▸ **Task directions**:
From the line that has "Tag every instance of the green lawn" down to the final line of the listing below, transcribe every line exactly, and only those.

▸ **Entries supplied**:
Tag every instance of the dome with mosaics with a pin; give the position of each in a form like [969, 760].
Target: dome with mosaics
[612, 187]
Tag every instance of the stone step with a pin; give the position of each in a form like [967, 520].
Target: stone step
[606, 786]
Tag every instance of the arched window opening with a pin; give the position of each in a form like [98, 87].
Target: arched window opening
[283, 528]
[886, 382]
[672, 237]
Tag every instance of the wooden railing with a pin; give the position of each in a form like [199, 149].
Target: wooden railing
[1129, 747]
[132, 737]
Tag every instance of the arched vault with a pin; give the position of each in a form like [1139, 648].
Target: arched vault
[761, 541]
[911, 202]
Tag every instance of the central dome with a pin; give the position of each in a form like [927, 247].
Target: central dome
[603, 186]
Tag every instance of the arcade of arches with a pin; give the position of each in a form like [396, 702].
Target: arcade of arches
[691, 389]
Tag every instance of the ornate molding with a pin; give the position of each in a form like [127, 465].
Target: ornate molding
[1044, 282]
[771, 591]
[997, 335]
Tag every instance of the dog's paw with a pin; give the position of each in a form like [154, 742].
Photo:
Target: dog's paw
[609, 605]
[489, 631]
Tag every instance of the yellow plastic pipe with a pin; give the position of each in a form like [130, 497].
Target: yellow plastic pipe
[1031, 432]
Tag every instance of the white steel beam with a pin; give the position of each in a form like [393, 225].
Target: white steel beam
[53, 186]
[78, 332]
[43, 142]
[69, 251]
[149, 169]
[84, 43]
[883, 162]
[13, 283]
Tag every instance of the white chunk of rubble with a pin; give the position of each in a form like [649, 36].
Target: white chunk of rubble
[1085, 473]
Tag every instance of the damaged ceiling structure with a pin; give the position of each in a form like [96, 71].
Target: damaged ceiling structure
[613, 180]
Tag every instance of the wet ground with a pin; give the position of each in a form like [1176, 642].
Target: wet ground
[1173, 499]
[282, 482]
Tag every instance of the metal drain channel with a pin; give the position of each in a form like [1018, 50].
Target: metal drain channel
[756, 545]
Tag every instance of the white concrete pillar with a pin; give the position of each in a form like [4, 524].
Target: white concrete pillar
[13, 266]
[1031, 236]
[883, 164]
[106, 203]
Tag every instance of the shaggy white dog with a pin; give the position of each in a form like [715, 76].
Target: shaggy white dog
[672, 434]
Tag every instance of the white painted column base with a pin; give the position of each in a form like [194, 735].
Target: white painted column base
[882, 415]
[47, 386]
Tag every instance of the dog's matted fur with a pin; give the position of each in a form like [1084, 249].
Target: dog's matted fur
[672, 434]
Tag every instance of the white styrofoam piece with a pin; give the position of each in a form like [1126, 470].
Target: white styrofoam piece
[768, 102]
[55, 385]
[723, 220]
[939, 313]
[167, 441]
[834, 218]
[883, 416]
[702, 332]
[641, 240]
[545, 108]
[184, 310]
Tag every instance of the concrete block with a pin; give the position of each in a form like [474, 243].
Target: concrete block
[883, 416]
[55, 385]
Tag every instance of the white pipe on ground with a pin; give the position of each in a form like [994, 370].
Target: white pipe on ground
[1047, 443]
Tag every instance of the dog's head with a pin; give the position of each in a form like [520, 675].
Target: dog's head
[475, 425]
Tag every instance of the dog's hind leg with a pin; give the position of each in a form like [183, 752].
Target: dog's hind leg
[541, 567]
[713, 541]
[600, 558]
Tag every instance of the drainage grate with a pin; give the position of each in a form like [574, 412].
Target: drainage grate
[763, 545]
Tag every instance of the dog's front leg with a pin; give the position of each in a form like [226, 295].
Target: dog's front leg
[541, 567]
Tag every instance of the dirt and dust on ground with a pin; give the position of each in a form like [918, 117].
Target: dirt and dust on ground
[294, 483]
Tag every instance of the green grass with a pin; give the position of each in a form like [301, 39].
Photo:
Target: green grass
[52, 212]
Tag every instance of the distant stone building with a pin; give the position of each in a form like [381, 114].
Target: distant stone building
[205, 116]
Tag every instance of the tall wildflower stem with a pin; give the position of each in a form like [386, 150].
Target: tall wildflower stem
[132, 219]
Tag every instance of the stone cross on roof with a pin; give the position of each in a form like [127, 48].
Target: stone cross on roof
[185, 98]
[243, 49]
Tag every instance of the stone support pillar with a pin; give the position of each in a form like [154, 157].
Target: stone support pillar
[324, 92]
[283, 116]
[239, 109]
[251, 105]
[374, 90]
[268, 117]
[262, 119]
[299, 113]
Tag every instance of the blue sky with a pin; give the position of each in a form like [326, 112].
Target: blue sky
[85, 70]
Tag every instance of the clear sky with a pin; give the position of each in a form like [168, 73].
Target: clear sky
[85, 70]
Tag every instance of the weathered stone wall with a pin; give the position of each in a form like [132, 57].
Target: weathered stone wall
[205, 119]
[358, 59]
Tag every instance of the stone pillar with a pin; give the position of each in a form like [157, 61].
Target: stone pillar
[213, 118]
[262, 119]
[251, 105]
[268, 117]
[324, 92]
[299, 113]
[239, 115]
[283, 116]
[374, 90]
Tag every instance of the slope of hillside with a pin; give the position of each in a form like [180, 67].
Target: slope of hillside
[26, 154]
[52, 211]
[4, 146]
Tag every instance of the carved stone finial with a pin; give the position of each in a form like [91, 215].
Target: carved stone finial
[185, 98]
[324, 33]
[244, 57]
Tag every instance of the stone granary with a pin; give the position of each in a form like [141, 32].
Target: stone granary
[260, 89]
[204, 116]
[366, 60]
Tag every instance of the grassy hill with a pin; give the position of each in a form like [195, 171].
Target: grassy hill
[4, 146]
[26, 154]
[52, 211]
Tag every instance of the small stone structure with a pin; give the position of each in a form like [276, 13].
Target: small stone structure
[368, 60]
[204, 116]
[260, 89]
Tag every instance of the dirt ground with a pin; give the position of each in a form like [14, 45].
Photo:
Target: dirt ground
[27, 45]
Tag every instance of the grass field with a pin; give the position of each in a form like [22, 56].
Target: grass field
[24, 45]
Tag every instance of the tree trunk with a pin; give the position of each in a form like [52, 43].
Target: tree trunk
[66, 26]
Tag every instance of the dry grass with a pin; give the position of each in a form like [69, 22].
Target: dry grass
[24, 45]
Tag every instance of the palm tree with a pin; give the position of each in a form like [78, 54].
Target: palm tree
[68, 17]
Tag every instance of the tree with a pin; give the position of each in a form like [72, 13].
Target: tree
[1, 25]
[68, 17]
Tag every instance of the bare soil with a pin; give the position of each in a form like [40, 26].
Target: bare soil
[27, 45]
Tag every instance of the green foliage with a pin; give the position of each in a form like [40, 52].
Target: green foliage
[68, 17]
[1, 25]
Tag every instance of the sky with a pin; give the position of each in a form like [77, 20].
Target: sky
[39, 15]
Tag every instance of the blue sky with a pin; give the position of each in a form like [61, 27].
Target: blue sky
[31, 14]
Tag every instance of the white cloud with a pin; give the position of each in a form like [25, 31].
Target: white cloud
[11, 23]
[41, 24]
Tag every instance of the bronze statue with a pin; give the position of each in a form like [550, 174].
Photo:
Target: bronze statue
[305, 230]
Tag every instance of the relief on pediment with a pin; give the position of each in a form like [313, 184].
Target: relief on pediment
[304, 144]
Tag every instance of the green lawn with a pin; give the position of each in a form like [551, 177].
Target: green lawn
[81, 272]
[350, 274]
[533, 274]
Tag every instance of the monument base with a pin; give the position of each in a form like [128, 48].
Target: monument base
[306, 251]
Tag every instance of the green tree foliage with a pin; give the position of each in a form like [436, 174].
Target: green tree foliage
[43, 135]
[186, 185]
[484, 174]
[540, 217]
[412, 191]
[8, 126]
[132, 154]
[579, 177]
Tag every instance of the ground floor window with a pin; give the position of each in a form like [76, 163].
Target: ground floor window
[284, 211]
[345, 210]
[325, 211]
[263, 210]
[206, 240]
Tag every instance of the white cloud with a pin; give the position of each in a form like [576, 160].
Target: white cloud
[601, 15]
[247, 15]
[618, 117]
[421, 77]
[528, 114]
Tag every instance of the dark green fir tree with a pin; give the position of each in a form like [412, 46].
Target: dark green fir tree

▸ **Exercise output**:
Tag every instance of the green lawn with a pin; give the position of each in a form like [551, 177].
Target: green lawn
[81, 272]
[350, 274]
[533, 274]
Tag every instance of the monument base with a pin; give the position of each in a form like [128, 48].
Target: monument base
[306, 251]
Tag every instance of the green tree foliage with a pin; give the position of each in a form like [436, 174].
Target: green tree foliage
[43, 135]
[186, 185]
[484, 174]
[540, 217]
[412, 191]
[8, 126]
[132, 154]
[579, 177]
Tag every instance of the ground floor window with a pin; give the position of each in a form like [76, 163].
Target: ground floor window
[284, 211]
[345, 210]
[325, 211]
[263, 210]
[206, 240]
Tag every instance of the white cloud with a pin; give the position of each in a form like [576, 160].
Target: white cloud
[601, 15]
[247, 15]
[618, 117]
[421, 77]
[528, 114]
Tag every instance of the dark green fir tree with a pin; give the position of each in a form like [412, 46].
Target: dark green fir tree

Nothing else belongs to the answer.